#### Problems to solve:
1. Reproduce the passage of the Drakensberg forum article between "But all these" and "Network (GEN) Africa.", inclusive, with no changes.
2. Answer these questions from the Drakensberg forum article:
(a) About how many invited delegates does the forum bring together?
(b) At what share of capacity has the Durban-Johannesburg corridor been operating so far in 2023?
(c) According to Enoch Godongwana, how many cents of every rand South Africa collects go to servicing debt?

#### Selected extract:
___
This past weekend, former president Kgalema Motlanthe and the former first lady Gugu Motlanthe, hosted the Drakensberg Inclusive Forum, which is annually championed by the Kgalema Motlanthe foundation.
Dubbed “dialogue among equals”, the forum brings together stakeholders from the private and public sector, academia and civil society. With close to 200 invited delegates, the forum serves as a think-tank among these key stakeholders to identify, diagnose and provide solutions to the problems that South Africa faces.
Some of the key topical areas discussed relate to energy security, the dysfunctional state of local government - exacerbated by the lack of proper coalition frameworks, the quality of education and the importance of skills development, as well as trade and industry. It would be difficult for me to exhaust all these topics on this platform, but the key area I will focus on is trade and commerce, which was the area that I was greatly honoured to Chair the discussions on.
As the MTN chairperson and former deputy minister of finance, Mcebisi Jonas, put it, “bad politics is bad for the economy”. South Africa’s economy faces challenges caused by persistent load shedding and rand volatility despite a better gross domestic product outcome experienced in quarter two.
Slowdowns in a key trade partner like China, the euro zone and US are also affecting exports. This is exacerbated by the port and rail challenges faced in the country. South Africa is heavily reliant on rail infrastructure to transport goods efficiently from Gauteng outwards to other provinces and the coast for export.
The Durban-Johannesburg corridor, which is vital to the economy, has been operating at only about 30% capacity so far in 2023, resulting in billions of rands lost. In 2010, rail passengers completed more than 500 million journeys. This number has since declined to just more than 19 million in 2022.
Is the private sector the solution to all these problems? The answer could be affirmative or negative, as many voiced during the session. Some argued that these institutions have been working, and the main issue is the people deployed to run these institutions.
Others argue that with the ever-changing micro and macro environment, a mixed model of a private and public sector partnership could be feasible and more viable in the long-run.
A case in point was the recent bid awarded to DP World (a private sector company) by the government of Tanzania to run its Dar es Salaam port, where DP World will be committing $250 million (R4.7 billion) to upgrade port facilities, in which during the concession period, the investment could potentially increase to $1bn.
The benefits this would bring to the Tanzanian government and its people include the tripling of its revenue in the next decade to $10.7bn, significantly reducing congestion and average vessel stay from five days to 24 hours, streamlining clearing times from 12 hours to 60 minutes; enhancing Dar es Salaam’s competitiveness as a trade hub in the region - positioning it against the likes of Mombasa and Durban to serve as a gateway for countries, such as Malawi, Zambia, Burundi and Zimbabwe.
Just as Finance Minister Enoch Godongwana echoed at the forum, “for South Africa to remain competitive, it has to reduce its debt”. He maintained that it is not sustainable that every rand South Africa collects, 18 cents goes to servicing debt. He cautioned that South Africa also needs to manage its public sector wage.
According to the Global Infrastructure Hub, the financing gap in South Africa is projected to reach R3trillion by 2040.The greatest opportunity lies in exploiting private sector participation in public infrastructure delivery through public-private partnerships.
To remain a competitive destination South Africa must cut expenditure, invest in infrastructure, have structural reforms in the areas of electricity and logistics, fight crime in order to boost tourism, and build state capacity to deliver services, while supporting the growth of micro and small enterprises.
As Trade, Industry and Competition Minister Ebrahim Patel said at the forum, “We’ve experienced many shocks as an economy, but with these, also come many opportunities which have to be leveraged,”
But all these cannot be achieved without the necessary reforms needed to propel the economy to greater heights.
Kizito Okechukwu is the Executive Head of 22 On Sloane, Africa’s largest startup campus and the co-Chair of the Global Entrepreneurship Network (GEN) Africa.
___
Natural language region descriptions:
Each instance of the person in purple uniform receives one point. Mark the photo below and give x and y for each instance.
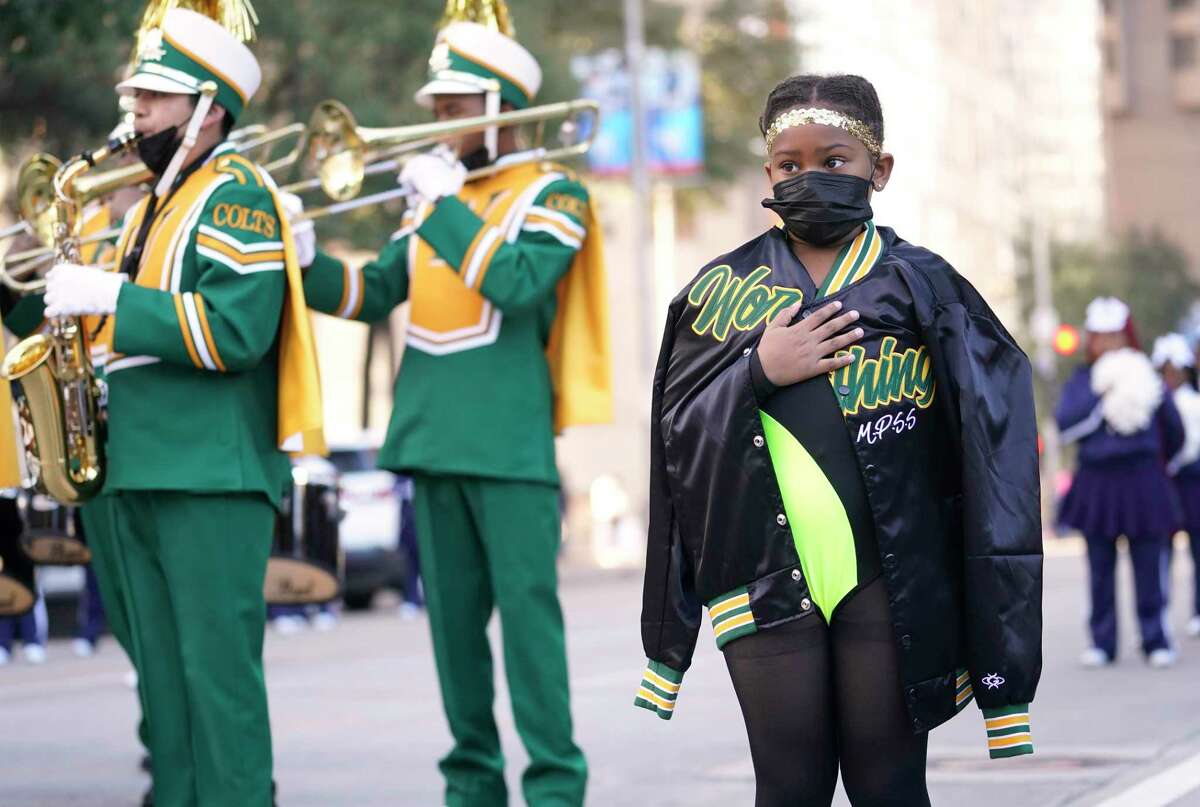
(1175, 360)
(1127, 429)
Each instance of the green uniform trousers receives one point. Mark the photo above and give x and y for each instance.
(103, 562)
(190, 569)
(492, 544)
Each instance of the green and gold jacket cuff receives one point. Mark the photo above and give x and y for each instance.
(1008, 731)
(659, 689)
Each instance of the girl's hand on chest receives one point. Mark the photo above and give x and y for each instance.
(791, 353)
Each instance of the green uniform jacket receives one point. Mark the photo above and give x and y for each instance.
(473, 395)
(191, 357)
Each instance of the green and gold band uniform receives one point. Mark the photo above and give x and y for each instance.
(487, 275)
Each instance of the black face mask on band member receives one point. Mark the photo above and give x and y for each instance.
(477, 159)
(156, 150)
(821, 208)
___
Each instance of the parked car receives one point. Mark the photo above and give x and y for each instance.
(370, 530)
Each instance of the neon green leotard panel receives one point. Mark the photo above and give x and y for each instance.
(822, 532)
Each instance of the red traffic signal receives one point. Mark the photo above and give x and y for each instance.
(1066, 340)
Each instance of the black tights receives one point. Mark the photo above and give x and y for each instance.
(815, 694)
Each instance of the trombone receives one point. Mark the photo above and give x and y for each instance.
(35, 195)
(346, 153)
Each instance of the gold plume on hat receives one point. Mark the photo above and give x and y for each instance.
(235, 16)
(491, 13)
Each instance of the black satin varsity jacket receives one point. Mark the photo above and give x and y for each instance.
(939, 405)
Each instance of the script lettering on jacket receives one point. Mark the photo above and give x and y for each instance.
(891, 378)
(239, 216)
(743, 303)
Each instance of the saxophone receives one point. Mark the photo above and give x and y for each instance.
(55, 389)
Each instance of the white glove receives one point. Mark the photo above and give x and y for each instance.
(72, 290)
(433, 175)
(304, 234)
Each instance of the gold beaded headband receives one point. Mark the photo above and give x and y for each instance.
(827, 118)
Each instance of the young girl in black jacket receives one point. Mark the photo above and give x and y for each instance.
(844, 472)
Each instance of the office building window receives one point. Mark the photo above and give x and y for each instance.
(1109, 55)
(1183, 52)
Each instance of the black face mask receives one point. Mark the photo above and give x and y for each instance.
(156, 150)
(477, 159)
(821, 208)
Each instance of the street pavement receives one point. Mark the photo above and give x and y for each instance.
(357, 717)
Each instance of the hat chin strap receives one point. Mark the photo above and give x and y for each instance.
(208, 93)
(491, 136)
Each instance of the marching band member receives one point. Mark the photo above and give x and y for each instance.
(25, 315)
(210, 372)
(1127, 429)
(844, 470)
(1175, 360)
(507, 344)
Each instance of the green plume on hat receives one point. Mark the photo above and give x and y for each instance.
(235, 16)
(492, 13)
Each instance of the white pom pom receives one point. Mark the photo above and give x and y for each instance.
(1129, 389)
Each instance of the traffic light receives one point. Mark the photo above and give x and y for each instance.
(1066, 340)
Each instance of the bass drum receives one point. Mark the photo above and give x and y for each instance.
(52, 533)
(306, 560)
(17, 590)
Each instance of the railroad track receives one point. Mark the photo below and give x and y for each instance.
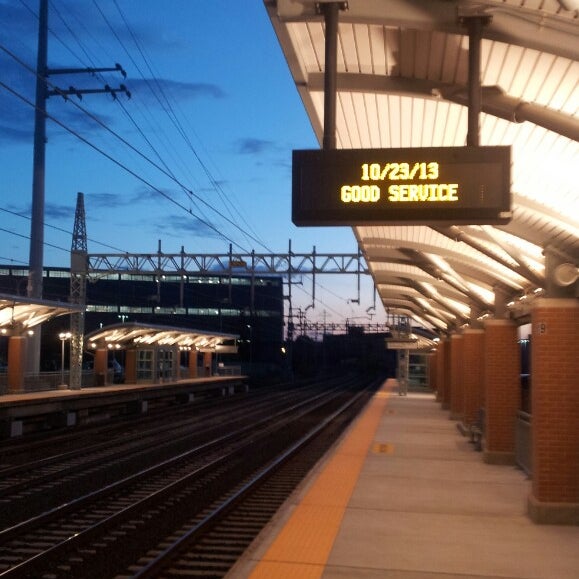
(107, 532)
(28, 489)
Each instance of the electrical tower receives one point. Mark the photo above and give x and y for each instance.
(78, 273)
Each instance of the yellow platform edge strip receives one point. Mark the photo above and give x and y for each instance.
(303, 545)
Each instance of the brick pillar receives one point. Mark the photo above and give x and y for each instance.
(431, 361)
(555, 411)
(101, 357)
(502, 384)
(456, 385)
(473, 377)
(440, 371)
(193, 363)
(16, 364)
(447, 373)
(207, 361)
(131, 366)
___
#### Exercise results:
1.
But all these cannot be achieved without the necessary reforms needed to propel the economy to greater heights.
Kizito Okechukwu is the Executive Head of 22 On Sloane, Africa’s largest startup campus and the co-Chair of the Global Entrepreneurship Network (GEN) Africa.

2.
(a) Close to 200.
(b) About 30%.
(c) 18 cents.